[What to work on]
1. Answer these questions using the article on orgasms during pregnancy:
(a) What two increases during pregnancy does the article say can make an orgasm more intense?
(b) What two medical complications does the article give as examples?
(c) In what publication did the 2018 paper appear, and what does the article say that paper described?
2. Write the next part of the article on orgasms during pregnancy, starting after its final paragraph.

[Passage]

4 Facts About Orgasms During Pregnancy You Probably Didn't Know

Are orgasms safe during pregnancy? Is it true they feel way better? Here's everything you need to know about the big 'O' during pregnancy.

Pregnant woman relaxing on the sofa.


Pregnancy can change a lot of things in your life, including your sex life. For some people, the increase in hormones and blood can even make the "Big O" so intense that it's unnerving. For others, it's the best sex of their lives.

The good news: There is no "right" or "wrong" way to experience orgasm during pregnancy. For people who don't have any medical complications (such as placenta previa or risk factors for preterm labor) and whose water has not yet broken, sexual activity and reaching orgasm is perfectly healthy and can even have benefits. In fact, a 2018 paper in Gynaecology and Perinatology described that a pregnant person having an orgasm can actually help the growing fetus get a boost of oxygen and nutrients. Sounds like a win-win!

[Provided material]

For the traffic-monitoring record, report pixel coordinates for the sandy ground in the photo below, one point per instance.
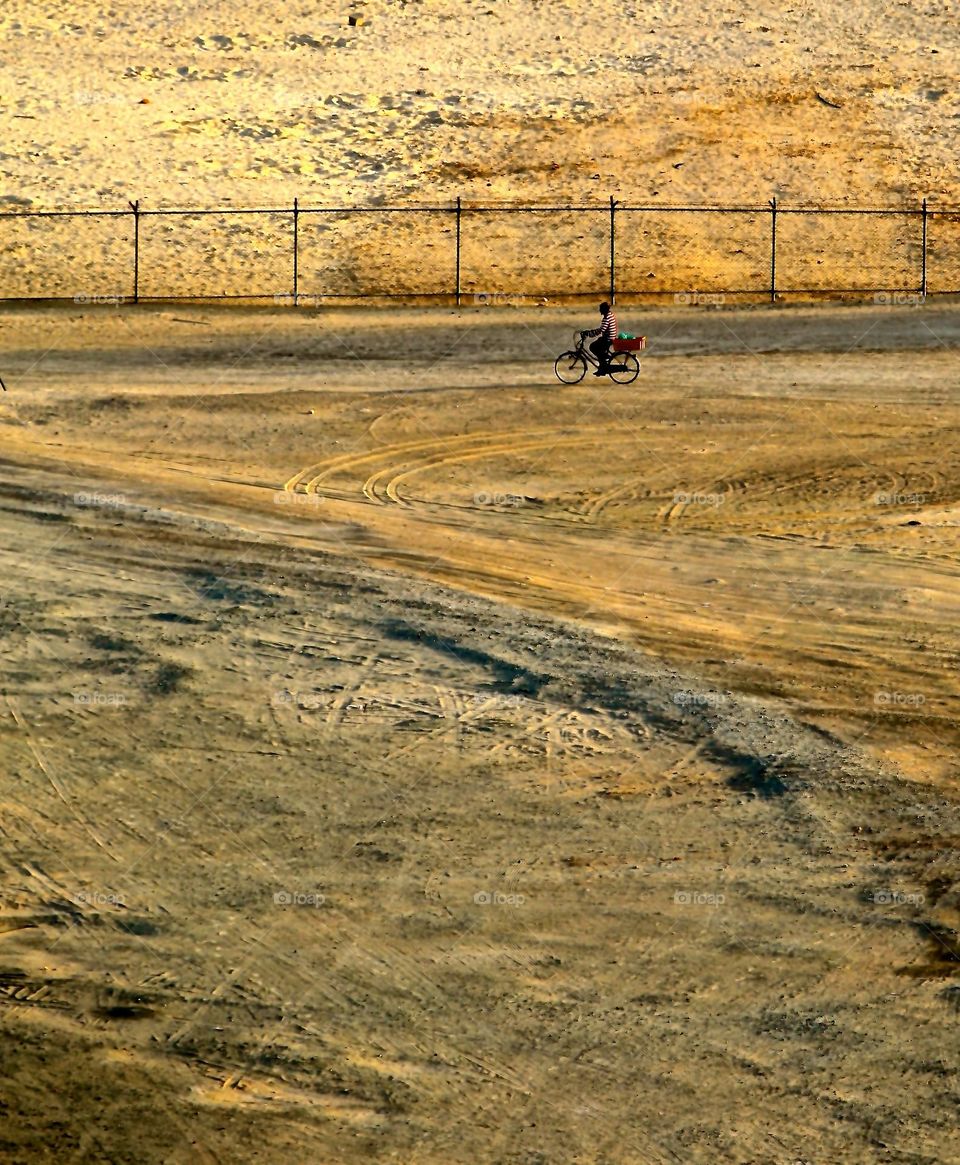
(406, 757)
(249, 105)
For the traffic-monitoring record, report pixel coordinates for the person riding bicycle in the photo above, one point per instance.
(607, 331)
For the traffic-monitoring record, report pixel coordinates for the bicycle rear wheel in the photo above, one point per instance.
(625, 367)
(570, 367)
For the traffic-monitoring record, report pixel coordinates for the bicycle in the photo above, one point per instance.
(571, 366)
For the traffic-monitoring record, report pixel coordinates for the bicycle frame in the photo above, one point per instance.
(581, 346)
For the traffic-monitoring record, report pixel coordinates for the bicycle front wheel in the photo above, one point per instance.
(625, 367)
(570, 367)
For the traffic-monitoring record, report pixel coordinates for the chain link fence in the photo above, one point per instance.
(466, 253)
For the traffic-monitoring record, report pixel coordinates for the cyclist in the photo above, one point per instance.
(607, 333)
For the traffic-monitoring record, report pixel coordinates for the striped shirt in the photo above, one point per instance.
(608, 329)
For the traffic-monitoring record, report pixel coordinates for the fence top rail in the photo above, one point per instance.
(460, 206)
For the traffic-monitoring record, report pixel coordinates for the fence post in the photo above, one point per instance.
(923, 249)
(296, 252)
(135, 209)
(613, 249)
(459, 217)
(774, 249)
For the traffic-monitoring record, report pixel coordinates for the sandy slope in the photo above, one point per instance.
(245, 104)
(319, 627)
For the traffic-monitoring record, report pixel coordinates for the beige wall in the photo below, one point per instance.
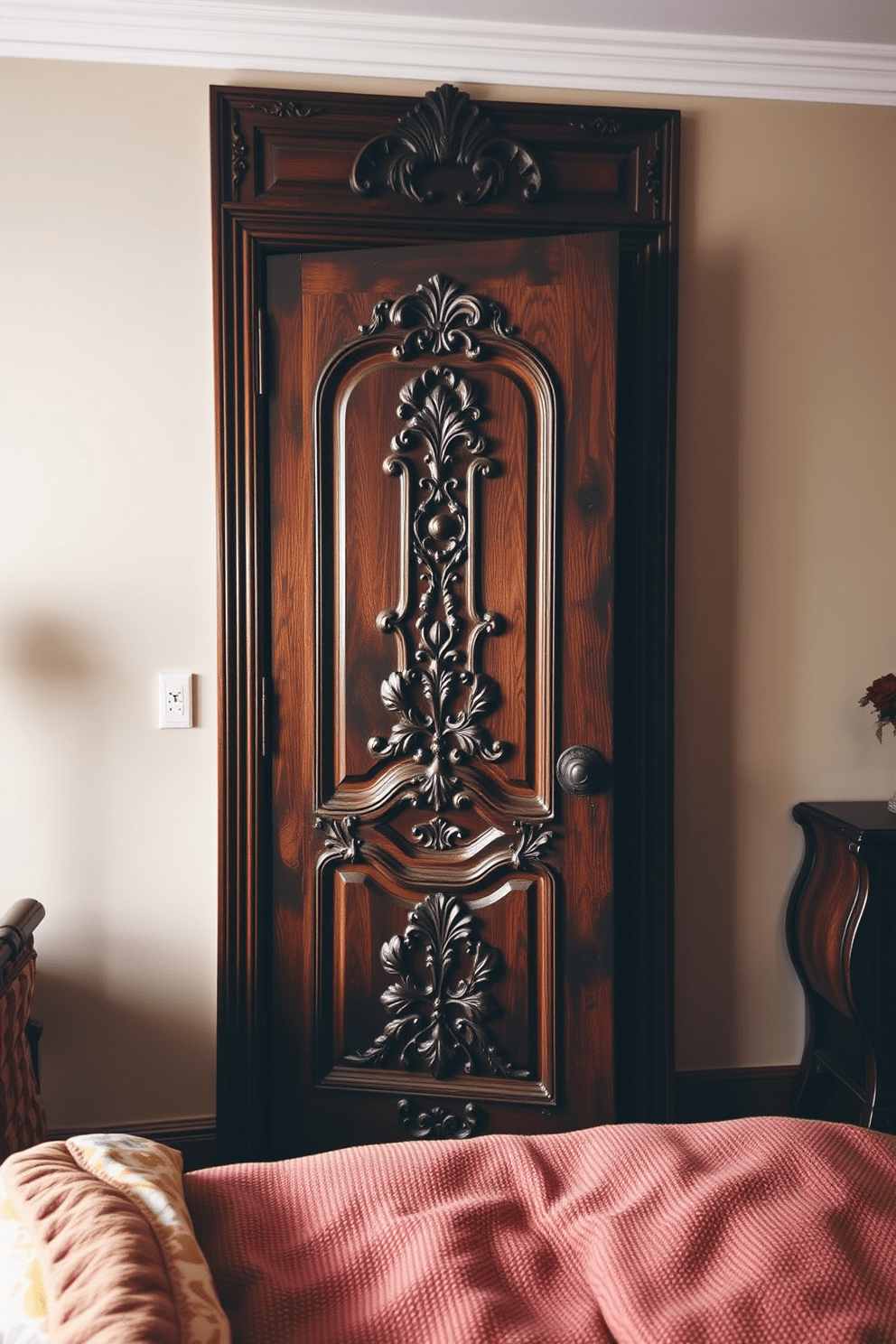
(786, 490)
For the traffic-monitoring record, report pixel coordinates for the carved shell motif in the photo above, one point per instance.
(445, 129)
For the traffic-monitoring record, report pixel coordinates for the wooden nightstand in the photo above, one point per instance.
(841, 934)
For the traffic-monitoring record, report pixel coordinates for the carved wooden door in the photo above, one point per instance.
(441, 426)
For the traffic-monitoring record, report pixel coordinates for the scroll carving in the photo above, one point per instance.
(600, 126)
(653, 181)
(440, 1000)
(341, 840)
(446, 129)
(529, 843)
(286, 107)
(440, 703)
(437, 834)
(446, 317)
(238, 154)
(438, 1123)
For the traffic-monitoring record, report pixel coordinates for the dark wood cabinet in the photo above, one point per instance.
(841, 934)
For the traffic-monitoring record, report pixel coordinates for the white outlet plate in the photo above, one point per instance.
(175, 700)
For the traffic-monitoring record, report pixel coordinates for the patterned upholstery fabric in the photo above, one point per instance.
(22, 1117)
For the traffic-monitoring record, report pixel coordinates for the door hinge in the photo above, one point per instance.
(261, 352)
(265, 716)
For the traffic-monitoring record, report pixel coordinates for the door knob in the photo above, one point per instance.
(582, 770)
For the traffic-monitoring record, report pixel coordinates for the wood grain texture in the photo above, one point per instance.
(281, 190)
(841, 936)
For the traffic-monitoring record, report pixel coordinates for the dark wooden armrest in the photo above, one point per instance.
(16, 930)
(22, 1115)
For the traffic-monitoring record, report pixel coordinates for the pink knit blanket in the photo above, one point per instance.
(750, 1231)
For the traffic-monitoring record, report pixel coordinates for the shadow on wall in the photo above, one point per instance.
(707, 539)
(49, 653)
(107, 1065)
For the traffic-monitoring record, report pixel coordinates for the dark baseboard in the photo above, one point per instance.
(733, 1093)
(193, 1137)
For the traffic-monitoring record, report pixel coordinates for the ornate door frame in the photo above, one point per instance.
(309, 171)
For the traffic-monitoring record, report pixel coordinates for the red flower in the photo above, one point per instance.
(882, 694)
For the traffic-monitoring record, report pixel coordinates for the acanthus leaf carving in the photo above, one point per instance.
(443, 317)
(341, 840)
(446, 129)
(440, 1000)
(437, 834)
(440, 702)
(529, 843)
(653, 179)
(438, 1123)
(600, 126)
(238, 154)
(286, 107)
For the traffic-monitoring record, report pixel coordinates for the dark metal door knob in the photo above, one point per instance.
(582, 770)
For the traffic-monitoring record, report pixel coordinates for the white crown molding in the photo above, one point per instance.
(228, 35)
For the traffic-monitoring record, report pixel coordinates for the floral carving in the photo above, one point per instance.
(438, 703)
(653, 181)
(286, 107)
(437, 834)
(438, 1123)
(529, 843)
(438, 1000)
(341, 840)
(446, 129)
(238, 154)
(600, 126)
(445, 314)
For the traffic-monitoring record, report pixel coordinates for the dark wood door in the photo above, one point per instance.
(303, 173)
(443, 487)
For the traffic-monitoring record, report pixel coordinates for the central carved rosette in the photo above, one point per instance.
(441, 702)
(438, 1003)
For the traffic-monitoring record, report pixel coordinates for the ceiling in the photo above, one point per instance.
(815, 21)
(809, 50)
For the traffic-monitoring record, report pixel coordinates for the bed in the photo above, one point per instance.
(751, 1230)
(735, 1233)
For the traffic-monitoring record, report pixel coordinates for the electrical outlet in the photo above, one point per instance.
(175, 700)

[Task responses]
1.
(a) An increase in hormones and an increase in blood.
(b) Placenta previa and risk factors for preterm labor.
(c) It appeared in Gynaecology and Perinatology. It described how a pregnant person's orgasm can help the growing fetus get a boost of oxygen and nutrients.

2.
Stacey Rees, a certified nurse-midwife at Clementine Midwifery in Brooklyn, New York confirms that reaching orgasm poses no dangers to you or your baby. But you may find that your orgasms are different during pregnancy. Some pregnant people even find that they can achieve their first-ever orgasm or even experience multiple orgasms for the first time.

Pregnancy coach and fitness trainer Danielle Cavallucci, co-author of Your Orgasmic Pregnancy: Little Sex Secrets Every Hot Mama Should Know, answers some of the common questions you might have about orgasms during pregnancy.

Why Are Orgasms More Intense During Pregnancy?

Orgasms can be more intense during pregnancy because when someone is pregnant, their entire genital and pelvic region, including the uterus, are more engorged with blood, so the vulva and vagina become more sensitive. Any kind of stimulation, including mental stimulation and fantasy, can be enough to push a pregnant person over the edge.

Can Orgasms Harm the Fetus?

Orgasms during pregnancy are not dangerous to the fetus. In fact, a pregnancy orgasm might even feel like a little massage to your baby. The only time an orgasm may be dangerous during pregnancy is if your doctor has ordered complete pelvic rest for you—in some rare cases, orgasms can trigger premature contractions.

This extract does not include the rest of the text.